### Written request
Show every line of the records below that contains the word "query".

### Entries drawn from a collection
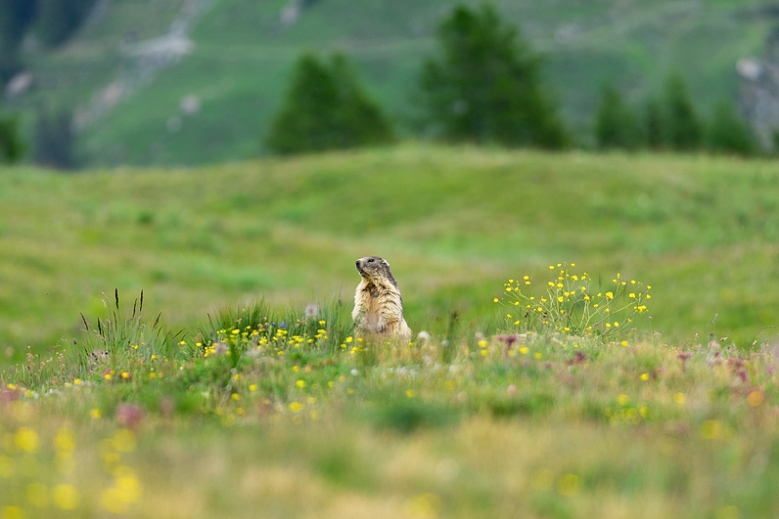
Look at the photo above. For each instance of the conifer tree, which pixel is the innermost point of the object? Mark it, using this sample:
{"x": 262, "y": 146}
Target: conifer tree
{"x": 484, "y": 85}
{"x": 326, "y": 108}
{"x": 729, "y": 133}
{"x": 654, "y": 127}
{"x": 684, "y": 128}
==
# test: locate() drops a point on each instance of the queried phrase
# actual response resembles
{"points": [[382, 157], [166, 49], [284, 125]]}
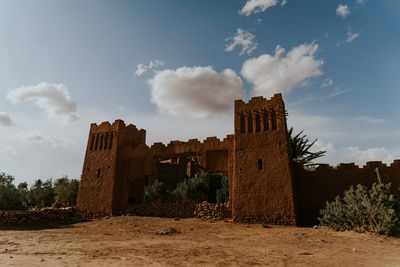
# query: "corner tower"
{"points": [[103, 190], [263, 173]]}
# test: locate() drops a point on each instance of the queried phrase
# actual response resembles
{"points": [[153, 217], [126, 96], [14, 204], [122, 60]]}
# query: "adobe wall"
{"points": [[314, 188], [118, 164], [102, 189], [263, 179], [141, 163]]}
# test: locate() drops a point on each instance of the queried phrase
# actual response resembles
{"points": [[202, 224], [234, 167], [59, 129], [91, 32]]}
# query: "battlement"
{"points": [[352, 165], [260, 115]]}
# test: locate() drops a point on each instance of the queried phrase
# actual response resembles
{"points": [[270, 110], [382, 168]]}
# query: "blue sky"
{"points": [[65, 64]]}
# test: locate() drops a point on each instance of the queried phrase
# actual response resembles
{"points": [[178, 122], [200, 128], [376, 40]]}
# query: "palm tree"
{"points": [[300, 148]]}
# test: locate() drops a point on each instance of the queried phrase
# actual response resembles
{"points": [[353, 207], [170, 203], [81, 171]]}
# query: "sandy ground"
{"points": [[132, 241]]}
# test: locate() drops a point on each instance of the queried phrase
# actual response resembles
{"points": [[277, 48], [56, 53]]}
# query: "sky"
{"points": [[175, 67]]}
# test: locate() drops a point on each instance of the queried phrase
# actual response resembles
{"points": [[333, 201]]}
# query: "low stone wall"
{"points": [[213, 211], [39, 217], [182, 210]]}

### Exercise response
# query: "corner tower"
# query: "adobe wall"
# query: "battlement"
# query: "blue sky"
# query: "palm tree"
# query: "sandy ground"
# query: "sky"
# query: "low stone wall"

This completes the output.